Given task —
Reproduce the data below verbatim, starting at the line containing "Box the weathered stone surface." and continuing through the final line of the data.

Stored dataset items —

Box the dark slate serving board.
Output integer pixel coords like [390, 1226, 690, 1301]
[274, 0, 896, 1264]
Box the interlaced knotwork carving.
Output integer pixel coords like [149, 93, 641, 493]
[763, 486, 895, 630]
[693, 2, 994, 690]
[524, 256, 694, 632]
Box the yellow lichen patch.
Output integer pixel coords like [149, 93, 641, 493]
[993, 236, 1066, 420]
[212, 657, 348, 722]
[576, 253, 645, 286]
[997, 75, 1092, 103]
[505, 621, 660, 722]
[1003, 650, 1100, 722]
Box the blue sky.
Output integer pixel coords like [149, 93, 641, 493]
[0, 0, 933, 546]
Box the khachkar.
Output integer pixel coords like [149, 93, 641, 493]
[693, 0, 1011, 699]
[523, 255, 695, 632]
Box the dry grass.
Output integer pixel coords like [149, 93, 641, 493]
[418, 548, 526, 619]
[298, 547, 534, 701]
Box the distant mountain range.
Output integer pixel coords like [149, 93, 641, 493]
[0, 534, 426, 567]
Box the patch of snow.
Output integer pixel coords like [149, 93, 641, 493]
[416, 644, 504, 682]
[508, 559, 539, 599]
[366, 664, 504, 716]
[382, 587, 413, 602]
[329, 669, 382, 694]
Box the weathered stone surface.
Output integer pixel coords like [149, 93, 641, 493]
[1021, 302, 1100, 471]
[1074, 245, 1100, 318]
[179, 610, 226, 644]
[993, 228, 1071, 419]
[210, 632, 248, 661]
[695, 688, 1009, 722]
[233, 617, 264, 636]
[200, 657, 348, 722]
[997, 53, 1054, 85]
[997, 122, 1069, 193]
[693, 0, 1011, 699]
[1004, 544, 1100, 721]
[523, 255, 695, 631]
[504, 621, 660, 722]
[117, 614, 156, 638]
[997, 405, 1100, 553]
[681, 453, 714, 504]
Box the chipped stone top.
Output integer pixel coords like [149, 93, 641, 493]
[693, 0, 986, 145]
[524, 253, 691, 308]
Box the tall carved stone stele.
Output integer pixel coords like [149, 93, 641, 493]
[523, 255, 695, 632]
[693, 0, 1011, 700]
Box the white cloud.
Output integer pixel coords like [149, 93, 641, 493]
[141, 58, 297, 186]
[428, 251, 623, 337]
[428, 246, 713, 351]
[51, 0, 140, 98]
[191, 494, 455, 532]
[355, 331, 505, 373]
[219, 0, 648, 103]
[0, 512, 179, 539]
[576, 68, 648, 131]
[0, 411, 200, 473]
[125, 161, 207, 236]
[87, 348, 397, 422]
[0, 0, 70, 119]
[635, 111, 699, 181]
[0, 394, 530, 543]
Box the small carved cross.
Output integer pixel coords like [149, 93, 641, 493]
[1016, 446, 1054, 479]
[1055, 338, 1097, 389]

Result —
Box the weathered stone surface.
Output integer pixel coords like [149, 93, 641, 493]
[1021, 302, 1100, 471]
[1074, 245, 1100, 318]
[179, 610, 226, 644]
[993, 228, 1071, 419]
[210, 632, 248, 661]
[695, 688, 1009, 722]
[233, 617, 264, 636]
[200, 657, 348, 722]
[997, 53, 1054, 85]
[997, 122, 1069, 193]
[693, 0, 1011, 699]
[1004, 544, 1100, 721]
[523, 255, 695, 631]
[504, 621, 660, 722]
[117, 614, 156, 638]
[997, 405, 1100, 553]
[681, 453, 714, 504]
Box the chipped stone top.
Output integer pixel coords like [149, 93, 641, 493]
[693, 0, 986, 145]
[524, 253, 691, 308]
Box the tall carved stone stele.
Output integer pixel coords like [149, 93, 641, 493]
[523, 255, 695, 632]
[693, 0, 1011, 700]
Box the white cloud.
Output integer pixel coords like [149, 93, 641, 493]
[141, 58, 297, 186]
[428, 251, 623, 337]
[428, 246, 713, 351]
[51, 0, 140, 98]
[191, 494, 455, 532]
[355, 331, 505, 373]
[219, 0, 648, 103]
[0, 512, 179, 539]
[576, 68, 648, 131]
[0, 411, 200, 473]
[125, 161, 207, 236]
[87, 348, 397, 422]
[0, 0, 70, 119]
[635, 111, 699, 181]
[0, 394, 530, 543]
Box the small carved cross.
Output integer pixel coords like [149, 93, 641, 493]
[1016, 446, 1054, 479]
[1055, 338, 1097, 389]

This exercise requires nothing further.